(Stored entries)
** Begin **
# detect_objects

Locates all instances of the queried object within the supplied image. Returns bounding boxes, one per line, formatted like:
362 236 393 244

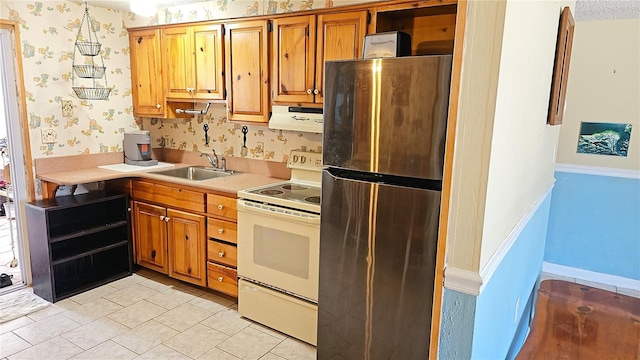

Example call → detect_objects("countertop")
36 163 283 194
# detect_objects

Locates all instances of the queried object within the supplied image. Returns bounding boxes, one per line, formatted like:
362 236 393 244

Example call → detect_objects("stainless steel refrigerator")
317 55 451 360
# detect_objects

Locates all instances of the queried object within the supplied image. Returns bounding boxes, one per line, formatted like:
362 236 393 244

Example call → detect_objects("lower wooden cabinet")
132 179 238 297
133 201 169 274
165 209 207 286
207 262 238 297
133 201 207 286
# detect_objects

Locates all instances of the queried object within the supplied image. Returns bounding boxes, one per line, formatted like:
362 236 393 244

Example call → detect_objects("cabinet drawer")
207 262 238 297
207 218 238 244
207 194 238 220
133 181 205 212
207 240 238 268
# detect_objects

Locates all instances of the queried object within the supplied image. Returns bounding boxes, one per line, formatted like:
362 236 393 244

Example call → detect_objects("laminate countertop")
36 163 285 194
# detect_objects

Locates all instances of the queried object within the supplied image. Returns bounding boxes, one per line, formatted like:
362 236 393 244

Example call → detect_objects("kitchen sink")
150 166 236 181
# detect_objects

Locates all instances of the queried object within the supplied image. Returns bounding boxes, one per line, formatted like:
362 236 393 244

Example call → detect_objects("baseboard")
556 164 640 179
444 180 555 296
542 261 640 289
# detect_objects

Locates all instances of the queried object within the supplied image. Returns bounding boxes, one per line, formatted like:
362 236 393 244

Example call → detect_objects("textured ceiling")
88 0 640 21
575 0 640 21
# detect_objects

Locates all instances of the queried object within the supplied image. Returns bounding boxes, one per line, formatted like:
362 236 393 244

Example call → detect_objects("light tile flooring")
0 269 316 360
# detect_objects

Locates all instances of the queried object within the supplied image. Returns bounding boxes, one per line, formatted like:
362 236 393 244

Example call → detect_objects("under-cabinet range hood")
269 105 322 134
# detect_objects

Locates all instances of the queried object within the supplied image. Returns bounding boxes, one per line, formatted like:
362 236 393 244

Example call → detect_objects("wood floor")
516 280 640 360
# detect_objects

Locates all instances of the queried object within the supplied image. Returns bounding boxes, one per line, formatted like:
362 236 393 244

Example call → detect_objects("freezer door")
318 170 440 360
322 55 451 180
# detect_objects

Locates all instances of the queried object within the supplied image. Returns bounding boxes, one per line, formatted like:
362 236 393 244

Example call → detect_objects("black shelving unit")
26 191 132 302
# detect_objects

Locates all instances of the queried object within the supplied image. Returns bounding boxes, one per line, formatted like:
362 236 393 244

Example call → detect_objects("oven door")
238 199 320 302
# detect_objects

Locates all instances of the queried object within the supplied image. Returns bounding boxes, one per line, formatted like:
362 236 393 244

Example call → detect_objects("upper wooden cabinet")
162 24 224 100
129 29 165 117
272 10 367 104
225 20 270 123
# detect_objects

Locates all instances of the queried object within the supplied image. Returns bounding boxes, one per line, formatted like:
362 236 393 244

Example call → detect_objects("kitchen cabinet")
162 24 224 100
207 194 238 297
272 10 368 104
25 192 132 302
225 20 270 123
129 29 165 117
370 1 458 56
133 180 207 286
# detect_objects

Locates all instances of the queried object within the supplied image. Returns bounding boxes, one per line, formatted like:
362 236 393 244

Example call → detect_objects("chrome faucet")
200 150 220 169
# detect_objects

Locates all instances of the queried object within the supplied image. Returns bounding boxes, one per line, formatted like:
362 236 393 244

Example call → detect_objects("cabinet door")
162 26 195 99
225 20 270 123
192 24 224 100
133 201 168 274
271 15 316 103
314 11 367 103
129 30 164 116
167 209 207 286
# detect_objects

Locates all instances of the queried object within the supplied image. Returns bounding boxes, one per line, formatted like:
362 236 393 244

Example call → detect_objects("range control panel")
287 150 322 171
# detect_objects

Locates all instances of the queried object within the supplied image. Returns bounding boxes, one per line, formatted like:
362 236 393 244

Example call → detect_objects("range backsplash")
143 104 322 162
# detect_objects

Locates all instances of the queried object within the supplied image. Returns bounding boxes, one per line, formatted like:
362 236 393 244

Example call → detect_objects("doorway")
0 20 34 294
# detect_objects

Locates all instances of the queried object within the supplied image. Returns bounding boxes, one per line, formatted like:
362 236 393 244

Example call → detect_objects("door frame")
0 19 35 285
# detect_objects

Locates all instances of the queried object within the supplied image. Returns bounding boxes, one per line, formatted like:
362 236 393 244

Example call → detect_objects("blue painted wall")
471 195 551 359
544 172 640 280
439 195 551 360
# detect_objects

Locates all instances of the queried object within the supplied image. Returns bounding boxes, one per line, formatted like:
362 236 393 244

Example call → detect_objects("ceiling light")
129 0 158 17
** End **
Directions for this task
Pull out every line from the items that contains the word "light". Case counts.

Finished answer
Example call → detect_objects("light tile flooring")
Example call → detect_objects("ceiling light")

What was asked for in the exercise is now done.